_Problem details_. Search the records for "vase". Copy every line where it appears.

[Start of section]

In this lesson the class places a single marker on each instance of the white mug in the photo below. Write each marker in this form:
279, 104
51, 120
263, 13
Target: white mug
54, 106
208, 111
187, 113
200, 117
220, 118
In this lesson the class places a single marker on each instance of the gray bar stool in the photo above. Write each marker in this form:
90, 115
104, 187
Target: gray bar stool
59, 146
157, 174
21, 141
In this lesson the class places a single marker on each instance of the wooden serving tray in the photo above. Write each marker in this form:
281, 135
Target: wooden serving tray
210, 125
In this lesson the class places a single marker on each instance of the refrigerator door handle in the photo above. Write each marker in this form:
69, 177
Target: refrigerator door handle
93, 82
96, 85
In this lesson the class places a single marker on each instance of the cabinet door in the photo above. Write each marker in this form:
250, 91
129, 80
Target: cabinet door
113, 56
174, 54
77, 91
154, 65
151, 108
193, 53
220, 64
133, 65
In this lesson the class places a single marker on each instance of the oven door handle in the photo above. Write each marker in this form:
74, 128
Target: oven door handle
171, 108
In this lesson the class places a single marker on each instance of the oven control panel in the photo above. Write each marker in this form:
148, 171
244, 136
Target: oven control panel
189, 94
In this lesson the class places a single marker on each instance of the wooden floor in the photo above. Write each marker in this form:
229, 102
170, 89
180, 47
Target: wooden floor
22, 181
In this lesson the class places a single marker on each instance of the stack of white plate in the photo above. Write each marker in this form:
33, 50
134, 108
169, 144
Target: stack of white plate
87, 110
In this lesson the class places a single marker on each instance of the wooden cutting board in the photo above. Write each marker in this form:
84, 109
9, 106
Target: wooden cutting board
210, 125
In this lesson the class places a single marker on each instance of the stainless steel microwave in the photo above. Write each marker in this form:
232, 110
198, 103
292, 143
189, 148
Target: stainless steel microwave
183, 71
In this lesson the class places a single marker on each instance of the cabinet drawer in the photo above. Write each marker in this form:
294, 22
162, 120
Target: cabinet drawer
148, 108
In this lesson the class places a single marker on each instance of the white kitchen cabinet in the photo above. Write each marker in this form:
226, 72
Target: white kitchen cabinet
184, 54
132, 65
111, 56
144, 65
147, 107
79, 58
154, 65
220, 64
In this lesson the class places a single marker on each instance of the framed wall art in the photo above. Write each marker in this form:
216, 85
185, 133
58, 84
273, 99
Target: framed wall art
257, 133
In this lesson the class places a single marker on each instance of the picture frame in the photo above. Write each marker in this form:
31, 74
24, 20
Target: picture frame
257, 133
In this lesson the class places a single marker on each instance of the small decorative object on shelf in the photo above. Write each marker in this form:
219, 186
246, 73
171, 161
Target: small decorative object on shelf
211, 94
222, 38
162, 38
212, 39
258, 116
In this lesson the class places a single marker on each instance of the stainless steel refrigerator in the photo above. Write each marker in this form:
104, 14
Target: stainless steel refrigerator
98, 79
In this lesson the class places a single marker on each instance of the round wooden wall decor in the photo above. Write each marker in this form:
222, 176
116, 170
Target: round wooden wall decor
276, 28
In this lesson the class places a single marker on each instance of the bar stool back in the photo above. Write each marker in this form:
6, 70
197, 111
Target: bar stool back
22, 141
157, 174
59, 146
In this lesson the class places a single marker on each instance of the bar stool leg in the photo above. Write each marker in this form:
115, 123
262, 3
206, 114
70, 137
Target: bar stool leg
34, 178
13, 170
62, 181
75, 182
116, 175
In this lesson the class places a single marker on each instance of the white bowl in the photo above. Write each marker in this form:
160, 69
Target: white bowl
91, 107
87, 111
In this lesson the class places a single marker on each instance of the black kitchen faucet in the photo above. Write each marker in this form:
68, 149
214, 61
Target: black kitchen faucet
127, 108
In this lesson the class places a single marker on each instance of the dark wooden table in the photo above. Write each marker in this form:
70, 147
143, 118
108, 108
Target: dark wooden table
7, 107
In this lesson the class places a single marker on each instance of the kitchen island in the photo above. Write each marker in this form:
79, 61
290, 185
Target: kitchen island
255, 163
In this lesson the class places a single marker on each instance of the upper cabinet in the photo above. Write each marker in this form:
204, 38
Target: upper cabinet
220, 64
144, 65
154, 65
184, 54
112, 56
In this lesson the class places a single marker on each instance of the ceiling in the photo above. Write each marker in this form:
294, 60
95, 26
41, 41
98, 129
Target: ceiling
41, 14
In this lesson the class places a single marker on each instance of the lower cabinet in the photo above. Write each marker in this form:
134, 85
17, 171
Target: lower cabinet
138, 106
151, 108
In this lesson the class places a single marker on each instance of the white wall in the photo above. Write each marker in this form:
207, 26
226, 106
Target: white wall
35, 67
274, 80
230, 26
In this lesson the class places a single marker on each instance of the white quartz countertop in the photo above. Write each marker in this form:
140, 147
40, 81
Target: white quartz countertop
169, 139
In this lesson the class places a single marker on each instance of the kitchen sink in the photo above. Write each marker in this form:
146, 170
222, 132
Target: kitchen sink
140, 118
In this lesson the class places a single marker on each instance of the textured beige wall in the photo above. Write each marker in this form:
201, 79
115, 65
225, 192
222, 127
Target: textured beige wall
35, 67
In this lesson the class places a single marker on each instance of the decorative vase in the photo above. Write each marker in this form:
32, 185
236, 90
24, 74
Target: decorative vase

[End of section]

_Problem solution_.
In this lesson the class places a single marker on each instance of the decorative vase in the photo above. Write each marker in this form:
Target: decorative vase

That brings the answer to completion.